**Directive**
Reproduce the listing from the line containing "find blue emblem" down to its end, replacing "wicker basket" with "rattan basket" and leaving everything else unchanged.

**Data rows**
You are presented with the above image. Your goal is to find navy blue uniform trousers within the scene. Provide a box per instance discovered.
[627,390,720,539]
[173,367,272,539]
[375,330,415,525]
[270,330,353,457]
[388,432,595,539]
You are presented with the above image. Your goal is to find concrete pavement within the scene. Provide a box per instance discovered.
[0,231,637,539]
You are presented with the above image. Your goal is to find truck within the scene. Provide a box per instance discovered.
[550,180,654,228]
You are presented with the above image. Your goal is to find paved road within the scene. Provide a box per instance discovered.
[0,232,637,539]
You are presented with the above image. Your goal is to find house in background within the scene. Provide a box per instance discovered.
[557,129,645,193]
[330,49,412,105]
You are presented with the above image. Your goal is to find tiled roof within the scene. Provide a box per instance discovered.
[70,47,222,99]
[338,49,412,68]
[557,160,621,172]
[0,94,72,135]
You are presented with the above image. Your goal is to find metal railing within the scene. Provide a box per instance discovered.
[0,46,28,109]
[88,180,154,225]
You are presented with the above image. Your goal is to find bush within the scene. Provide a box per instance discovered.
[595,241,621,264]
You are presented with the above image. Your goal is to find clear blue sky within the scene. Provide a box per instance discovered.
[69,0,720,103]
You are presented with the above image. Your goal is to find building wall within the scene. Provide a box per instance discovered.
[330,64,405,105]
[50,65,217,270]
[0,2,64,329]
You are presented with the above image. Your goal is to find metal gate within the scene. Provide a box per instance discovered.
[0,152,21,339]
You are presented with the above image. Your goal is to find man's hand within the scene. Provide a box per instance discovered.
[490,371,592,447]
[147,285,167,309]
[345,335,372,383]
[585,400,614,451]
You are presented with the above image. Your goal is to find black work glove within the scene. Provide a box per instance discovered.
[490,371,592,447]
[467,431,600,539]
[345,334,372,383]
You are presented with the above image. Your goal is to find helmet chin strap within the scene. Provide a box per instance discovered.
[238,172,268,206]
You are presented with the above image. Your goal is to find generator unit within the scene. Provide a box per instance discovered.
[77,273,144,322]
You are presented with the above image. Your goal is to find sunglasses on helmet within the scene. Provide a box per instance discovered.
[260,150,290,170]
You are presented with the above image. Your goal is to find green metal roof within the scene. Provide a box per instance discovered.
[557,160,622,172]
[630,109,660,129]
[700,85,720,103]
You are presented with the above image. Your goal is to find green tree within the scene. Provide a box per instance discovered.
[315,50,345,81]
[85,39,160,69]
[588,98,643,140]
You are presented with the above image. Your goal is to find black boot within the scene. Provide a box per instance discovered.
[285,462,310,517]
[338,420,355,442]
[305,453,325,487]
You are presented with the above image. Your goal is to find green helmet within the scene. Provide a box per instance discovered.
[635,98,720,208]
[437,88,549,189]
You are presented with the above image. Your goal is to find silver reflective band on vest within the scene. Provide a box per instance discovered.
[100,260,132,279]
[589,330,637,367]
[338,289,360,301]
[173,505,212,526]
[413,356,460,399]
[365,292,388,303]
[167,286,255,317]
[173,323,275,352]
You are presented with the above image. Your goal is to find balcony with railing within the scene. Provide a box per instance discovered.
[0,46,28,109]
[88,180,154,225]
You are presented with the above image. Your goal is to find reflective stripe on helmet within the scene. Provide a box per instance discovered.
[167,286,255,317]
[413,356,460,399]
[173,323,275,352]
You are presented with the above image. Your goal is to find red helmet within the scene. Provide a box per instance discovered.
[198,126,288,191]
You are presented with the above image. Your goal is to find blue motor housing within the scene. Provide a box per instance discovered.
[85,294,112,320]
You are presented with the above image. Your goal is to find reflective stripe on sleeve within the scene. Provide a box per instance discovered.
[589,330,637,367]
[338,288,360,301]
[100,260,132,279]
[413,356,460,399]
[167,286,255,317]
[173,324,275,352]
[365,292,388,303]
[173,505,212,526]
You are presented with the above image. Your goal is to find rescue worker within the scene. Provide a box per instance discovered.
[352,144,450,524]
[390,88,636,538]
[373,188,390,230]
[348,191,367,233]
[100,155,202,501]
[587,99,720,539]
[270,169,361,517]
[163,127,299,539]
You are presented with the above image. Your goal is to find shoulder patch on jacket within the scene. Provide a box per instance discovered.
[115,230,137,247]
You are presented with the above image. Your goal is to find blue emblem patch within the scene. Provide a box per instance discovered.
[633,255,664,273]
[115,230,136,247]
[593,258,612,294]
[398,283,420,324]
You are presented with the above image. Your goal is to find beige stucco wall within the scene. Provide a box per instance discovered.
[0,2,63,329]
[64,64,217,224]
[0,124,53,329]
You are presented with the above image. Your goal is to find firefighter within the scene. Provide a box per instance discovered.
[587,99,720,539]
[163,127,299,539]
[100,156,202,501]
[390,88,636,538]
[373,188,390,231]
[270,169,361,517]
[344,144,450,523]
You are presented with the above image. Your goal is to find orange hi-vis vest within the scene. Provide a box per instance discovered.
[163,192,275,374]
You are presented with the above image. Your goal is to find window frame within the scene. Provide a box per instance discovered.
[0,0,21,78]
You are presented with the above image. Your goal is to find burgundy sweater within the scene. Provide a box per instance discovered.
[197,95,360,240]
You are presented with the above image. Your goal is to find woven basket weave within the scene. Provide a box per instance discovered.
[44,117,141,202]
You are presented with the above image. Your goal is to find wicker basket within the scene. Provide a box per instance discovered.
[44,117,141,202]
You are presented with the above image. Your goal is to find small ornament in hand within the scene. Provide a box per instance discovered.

**Completed exercise**
You are presented with the above image. Your goal is to find blue emblem patch within the scene. Provide a box per instance discovered.
[633,255,664,273]
[115,230,136,247]
[593,258,612,294]
[398,283,420,324]
You are presented with the above image. Your goal is to find beige stucco wall within the scene. Provide a box per instance discovered.
[0,2,63,329]
[64,64,217,224]
[0,124,53,329]
You are presented with the above image. Your goal is to find firefighter within the scene. Provide a box per instance discovered.
[587,99,720,539]
[163,127,299,539]
[100,156,202,501]
[390,88,636,538]
[373,188,390,231]
[270,169,361,517]
[344,144,450,523]
You are presented with the above image. Your goal is to find orange hi-vis vest within the scene. Provide a box per instance discovered.
[163,192,275,374]
You are presented with the above image. Your goal is to find window frame within the scene. Provide a box per instance discovered.
[0,0,21,78]
You are presented with the above image. Your goal is to find burgundy sweater within the scene. Provide a box per instance discovered.
[197,95,360,240]
You are presented with the above image. Your goal is to find woven basket weave within the scene. Provide a box per instance discovered.
[44,117,141,202]
You are presented with the above image. Your goal is to find rattan basket within the scene. Provide a box per instance discovered.
[44,117,141,202]
You are presented with the above image. Your goal is to find small ornament in hand within the scene. Provide a box per instance discovered.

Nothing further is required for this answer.